THE PROBLEM:
Transcribe the section of the CacheLib crash thread starting at "Comments (9)" and ending at "cache through make_unique.".

Giter Site home page Giter Site logo

Comments (9)

tangliisu avatar tangliisu commented on April 16, 2024

I take some local test and cachelib works well. Just crashed when i go to test cluster

from cachelib.

sathyaphoenix avatar sathyaphoenix commented on April 16, 2024

That's strange. The default in the config is 1.25 here (https://github.com/facebookincubator/CacheLib/blob/main/cachelib/allocator/CacheAllocatorConfig.h#L569).

Can you share the stack trace of the exception and also log the config.allocationClassSizeFactor before creating the cache through make_unique.

Does it always crash and does the error happen when you manually set the factor through setDefaultAllocSizes() ?

from cachelib.

tangliisu avatar tangliisu commented on April 16, 2024

Hi I will private build to check config.allocationClassSizeFactor tomorrow and check if it will crash if i manually set the factor tomorrow. this is the stack trace of the exception.

E0818 21:25:01.105298    14 cachelib_cache_handler.cpp:54] invalid factor 6.93298464824273e-310
E0818 21:25:01.105343    14 ExceptionTracer.cpp:210] terminate() called, exception stack follows
E0818 21:25:01.105351    14 ExceptionTracer.cpp:212] Exception type: std::invalid_argument (14 frames)
    @ 00007fa0a90be092 __cxa_throw
                       /opt/folly/folly/experimental/exception_tracer/ExceptionTracerLib.cpp:58
    @ 0000564ab86e010c facebook::cachelib::MemoryAllocator::generateAllocSizes(double, unsigned int, unsigned int, bool) [clone .cold.442]
                       /opt/cachelib/cachelib/allocator/memory/MemoryAllocator.cpp:187
    @ 0000564abf74dede facebook::cachelib::CacheAllocator<facebook::cachelib::LruCacheTrait>::getAllocatorConfig(facebook::cachelib::CacheAllocatorConfig<facebook::cachelib::CacheAllocator<facebook::cachelib::LruCacheTrait> > const&)
                       /opt/cachelib/cachelib/../cachelib/allocator/Util.h:150
                       -> /opt/cachelib/cachelib/allocator/CacheAllocator.cpp
    @ 0000564abf79c75f facebook::cachelib::CacheAllocator<facebook::cachelib::LruCacheTrait>::CacheAllocator(facebook::cachelib::CacheAllocatorConfig<facebook::cachelib::CacheAllocator<facebook::cachelib::LruCacheTrait> >)
                       /opt/cachelib/cachelib/../cachelib/allocator/CacheAllocator-inl.h:34
                       -> /opt/cachelib/cachelib/allocator/CacheAllocator.cpp
    @ 0000564ab8de0021 cache_util::CreateCachelib(unsigned long, std::__cxx11::basic_string<char, std::char_traits<char>, std::allocator<char> > const&)

DATA SHOWN:
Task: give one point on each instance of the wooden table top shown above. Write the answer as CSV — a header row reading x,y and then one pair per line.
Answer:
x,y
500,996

ANSWER:
Comments (9)

tangliisu avatar tangliisu commented on April 16, 2024

I take some local test and cachelib works well. Just crashed when i go to test cluster

from cachelib.

sathyaphoenix avatar sathyaphoenix commented on April 16, 2024

That's strange. The default in the config is 1.25 here (https://github.com/facebookincubator/CacheLib/blob/main/cachelib/allocator/CacheAllocatorConfig.h#L569).

Can you share the stack trace of the exception and also log the config.allocationClassSizeFactor before creating the cache through make_unique.